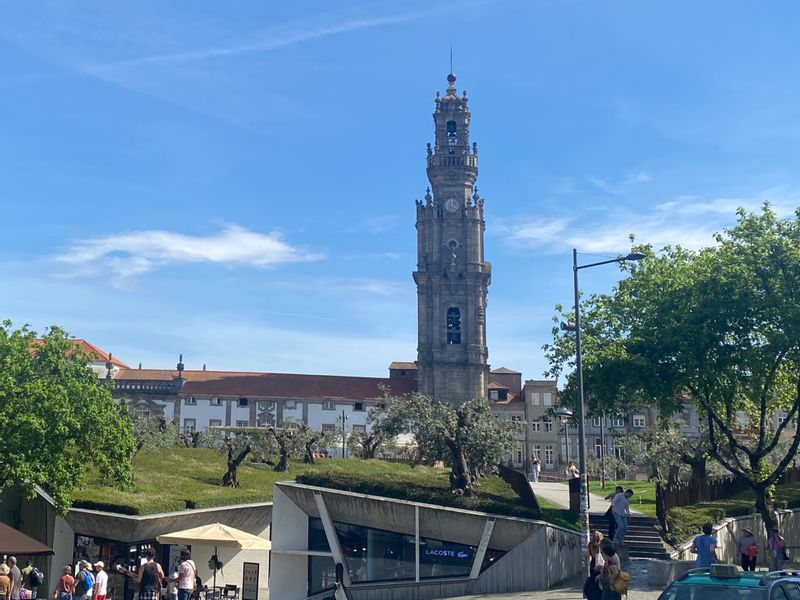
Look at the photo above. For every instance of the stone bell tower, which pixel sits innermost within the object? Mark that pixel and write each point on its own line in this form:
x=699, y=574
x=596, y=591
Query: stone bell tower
x=452, y=276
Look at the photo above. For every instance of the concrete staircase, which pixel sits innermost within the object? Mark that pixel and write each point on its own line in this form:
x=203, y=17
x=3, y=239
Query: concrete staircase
x=642, y=539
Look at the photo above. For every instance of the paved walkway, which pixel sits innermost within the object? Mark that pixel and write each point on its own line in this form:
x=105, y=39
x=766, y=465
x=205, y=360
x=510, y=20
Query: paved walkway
x=573, y=589
x=558, y=494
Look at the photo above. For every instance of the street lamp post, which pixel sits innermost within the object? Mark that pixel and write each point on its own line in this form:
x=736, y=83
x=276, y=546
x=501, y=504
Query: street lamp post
x=344, y=434
x=581, y=413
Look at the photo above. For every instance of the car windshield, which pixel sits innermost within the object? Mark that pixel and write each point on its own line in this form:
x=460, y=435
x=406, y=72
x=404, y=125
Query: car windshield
x=713, y=592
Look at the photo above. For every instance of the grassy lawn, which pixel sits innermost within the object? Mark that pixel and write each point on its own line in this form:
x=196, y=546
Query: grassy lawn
x=644, y=494
x=687, y=521
x=190, y=478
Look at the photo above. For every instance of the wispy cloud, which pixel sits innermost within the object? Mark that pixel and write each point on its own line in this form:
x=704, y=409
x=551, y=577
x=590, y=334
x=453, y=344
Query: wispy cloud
x=348, y=287
x=677, y=222
x=621, y=187
x=290, y=34
x=130, y=254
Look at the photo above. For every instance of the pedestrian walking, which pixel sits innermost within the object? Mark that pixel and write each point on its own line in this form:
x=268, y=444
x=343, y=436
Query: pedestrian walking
x=100, y=581
x=536, y=467
x=748, y=549
x=16, y=577
x=149, y=576
x=612, y=522
x=777, y=550
x=591, y=588
x=608, y=573
x=621, y=509
x=84, y=582
x=705, y=546
x=5, y=582
x=187, y=572
x=66, y=584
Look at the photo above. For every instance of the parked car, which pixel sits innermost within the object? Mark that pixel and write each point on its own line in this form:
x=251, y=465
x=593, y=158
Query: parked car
x=729, y=582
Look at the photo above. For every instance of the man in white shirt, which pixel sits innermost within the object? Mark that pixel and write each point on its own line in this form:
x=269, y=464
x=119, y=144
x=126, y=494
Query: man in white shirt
x=187, y=573
x=100, y=581
x=621, y=509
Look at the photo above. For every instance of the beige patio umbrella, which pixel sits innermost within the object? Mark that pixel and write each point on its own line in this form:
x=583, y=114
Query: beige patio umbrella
x=219, y=535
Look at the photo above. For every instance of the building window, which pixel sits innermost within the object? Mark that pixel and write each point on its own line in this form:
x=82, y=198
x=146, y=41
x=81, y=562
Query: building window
x=452, y=136
x=548, y=455
x=453, y=325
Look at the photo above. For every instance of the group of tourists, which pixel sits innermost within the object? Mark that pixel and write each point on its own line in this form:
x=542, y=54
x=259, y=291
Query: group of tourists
x=705, y=547
x=90, y=582
x=19, y=584
x=182, y=584
x=618, y=514
x=606, y=580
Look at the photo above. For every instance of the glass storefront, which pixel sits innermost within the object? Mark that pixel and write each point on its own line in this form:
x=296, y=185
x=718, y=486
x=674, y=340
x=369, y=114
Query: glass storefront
x=373, y=555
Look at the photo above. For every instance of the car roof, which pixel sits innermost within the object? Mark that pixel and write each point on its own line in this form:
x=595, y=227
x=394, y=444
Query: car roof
x=730, y=576
x=748, y=579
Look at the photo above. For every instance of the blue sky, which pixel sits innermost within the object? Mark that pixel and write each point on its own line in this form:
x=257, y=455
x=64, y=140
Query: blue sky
x=236, y=181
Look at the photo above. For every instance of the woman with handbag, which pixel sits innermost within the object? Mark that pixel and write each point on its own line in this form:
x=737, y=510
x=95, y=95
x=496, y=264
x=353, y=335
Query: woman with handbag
x=609, y=573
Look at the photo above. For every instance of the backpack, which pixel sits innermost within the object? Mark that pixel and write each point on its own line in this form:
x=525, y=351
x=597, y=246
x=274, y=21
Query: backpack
x=621, y=581
x=85, y=583
x=35, y=578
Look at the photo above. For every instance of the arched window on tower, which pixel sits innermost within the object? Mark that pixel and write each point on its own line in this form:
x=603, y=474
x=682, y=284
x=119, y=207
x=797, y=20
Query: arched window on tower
x=452, y=137
x=453, y=325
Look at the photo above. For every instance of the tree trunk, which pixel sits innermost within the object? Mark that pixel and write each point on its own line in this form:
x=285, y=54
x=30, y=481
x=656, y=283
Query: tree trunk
x=766, y=507
x=230, y=479
x=308, y=456
x=283, y=463
x=460, y=478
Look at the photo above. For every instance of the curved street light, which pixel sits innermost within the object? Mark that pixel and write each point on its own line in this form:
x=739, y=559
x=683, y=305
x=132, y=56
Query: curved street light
x=581, y=409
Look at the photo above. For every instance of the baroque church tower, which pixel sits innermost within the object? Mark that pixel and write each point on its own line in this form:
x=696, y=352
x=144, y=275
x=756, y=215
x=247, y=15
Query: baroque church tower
x=452, y=276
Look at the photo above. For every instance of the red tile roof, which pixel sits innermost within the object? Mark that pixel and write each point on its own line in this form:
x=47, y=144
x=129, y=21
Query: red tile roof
x=403, y=365
x=94, y=353
x=275, y=385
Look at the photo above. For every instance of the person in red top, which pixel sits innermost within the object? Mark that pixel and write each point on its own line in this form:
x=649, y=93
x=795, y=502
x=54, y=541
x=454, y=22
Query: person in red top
x=65, y=584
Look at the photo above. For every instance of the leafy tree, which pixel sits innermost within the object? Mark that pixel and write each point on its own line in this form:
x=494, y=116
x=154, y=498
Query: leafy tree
x=720, y=326
x=56, y=417
x=468, y=437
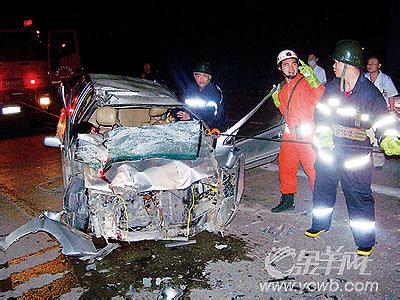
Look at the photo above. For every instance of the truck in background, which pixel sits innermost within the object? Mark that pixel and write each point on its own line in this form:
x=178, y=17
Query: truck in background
x=30, y=70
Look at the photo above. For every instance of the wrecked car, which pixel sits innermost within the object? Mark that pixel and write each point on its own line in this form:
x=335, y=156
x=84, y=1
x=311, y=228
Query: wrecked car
x=132, y=171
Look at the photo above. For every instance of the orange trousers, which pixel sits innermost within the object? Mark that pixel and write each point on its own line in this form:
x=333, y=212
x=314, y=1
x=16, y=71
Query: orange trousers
x=290, y=155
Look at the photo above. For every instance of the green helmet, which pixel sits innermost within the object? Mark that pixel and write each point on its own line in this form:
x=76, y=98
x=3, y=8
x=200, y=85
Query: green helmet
x=349, y=52
x=203, y=67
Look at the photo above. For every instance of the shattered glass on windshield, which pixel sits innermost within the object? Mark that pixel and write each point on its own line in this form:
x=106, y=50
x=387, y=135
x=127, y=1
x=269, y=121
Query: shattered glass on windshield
x=178, y=141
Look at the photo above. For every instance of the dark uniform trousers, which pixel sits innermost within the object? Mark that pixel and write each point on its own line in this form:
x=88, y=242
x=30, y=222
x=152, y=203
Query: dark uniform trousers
x=356, y=186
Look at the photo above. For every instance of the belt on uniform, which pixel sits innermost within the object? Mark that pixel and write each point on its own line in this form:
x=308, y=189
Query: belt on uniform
x=356, y=134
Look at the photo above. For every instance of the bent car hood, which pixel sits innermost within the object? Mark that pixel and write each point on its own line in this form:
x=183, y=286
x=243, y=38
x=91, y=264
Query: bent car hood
x=159, y=157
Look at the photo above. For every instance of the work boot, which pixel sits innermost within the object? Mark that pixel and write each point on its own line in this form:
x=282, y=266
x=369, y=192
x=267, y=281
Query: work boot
x=314, y=233
x=286, y=204
x=365, y=251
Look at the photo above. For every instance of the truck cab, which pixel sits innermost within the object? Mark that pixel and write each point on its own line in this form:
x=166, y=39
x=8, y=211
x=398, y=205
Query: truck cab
x=30, y=68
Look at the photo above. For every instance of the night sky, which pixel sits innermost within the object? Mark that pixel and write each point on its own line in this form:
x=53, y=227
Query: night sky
x=240, y=40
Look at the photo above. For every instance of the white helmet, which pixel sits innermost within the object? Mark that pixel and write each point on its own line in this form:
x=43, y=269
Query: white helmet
x=285, y=54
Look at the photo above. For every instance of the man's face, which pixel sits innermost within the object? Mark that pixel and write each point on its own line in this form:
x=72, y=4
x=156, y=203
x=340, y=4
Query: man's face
x=289, y=67
x=373, y=65
x=202, y=79
x=312, y=61
x=338, y=68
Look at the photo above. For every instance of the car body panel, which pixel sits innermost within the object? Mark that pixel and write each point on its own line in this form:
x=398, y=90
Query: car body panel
x=144, y=175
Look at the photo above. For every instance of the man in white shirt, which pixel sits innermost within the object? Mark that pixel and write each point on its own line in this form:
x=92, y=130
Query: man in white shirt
x=385, y=85
x=319, y=71
x=382, y=81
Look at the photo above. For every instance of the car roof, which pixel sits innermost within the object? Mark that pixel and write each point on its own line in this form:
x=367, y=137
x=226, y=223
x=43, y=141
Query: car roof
x=122, y=90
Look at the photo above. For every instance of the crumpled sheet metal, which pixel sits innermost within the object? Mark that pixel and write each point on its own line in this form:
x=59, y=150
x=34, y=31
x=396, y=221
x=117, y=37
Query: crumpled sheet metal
x=73, y=241
x=153, y=174
x=178, y=141
x=145, y=175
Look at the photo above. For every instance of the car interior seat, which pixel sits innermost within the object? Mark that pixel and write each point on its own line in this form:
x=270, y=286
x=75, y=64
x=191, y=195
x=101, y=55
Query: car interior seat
x=158, y=115
x=134, y=117
x=106, y=118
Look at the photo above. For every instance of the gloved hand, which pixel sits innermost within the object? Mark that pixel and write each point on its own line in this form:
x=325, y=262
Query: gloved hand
x=214, y=133
x=323, y=138
x=275, y=95
x=309, y=74
x=391, y=145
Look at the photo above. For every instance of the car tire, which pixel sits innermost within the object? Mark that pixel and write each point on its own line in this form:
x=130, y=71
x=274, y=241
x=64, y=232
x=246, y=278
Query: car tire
x=76, y=204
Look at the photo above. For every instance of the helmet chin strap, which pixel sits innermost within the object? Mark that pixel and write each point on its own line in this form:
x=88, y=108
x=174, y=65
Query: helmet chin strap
x=288, y=76
x=342, y=81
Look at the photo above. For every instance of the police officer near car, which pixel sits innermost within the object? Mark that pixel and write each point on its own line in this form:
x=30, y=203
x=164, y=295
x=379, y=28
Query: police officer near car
x=205, y=99
x=296, y=99
x=350, y=105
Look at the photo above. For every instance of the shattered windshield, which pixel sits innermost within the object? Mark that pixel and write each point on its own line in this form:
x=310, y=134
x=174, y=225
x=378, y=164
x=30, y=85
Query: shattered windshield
x=178, y=141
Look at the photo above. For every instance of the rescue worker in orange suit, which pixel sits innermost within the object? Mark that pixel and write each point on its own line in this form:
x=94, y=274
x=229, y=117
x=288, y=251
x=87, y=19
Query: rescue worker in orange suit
x=296, y=98
x=351, y=104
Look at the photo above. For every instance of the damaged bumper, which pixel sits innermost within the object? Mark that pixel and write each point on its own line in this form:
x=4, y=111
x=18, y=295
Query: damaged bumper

# # # # #

◆ EXERCISE GOAL
Give back exactly the lines of the listing above that run from the line with "the car body" to the line with "x=92, y=130", inclusive.

◆ OUTPUT FOR THIS EXERCISE
Look at the photo above. For every instance of the car body panel, which pixel sits innermost within the object? Mark that pixel and write each point on its own line in this form:
x=398, y=90
Query: car body panel
x=144, y=175
Look at the photo above. For every instance of the man in white shirt, which pixel sits innermost within the object? Mark that pixel and write each point on its own line in this form:
x=92, y=130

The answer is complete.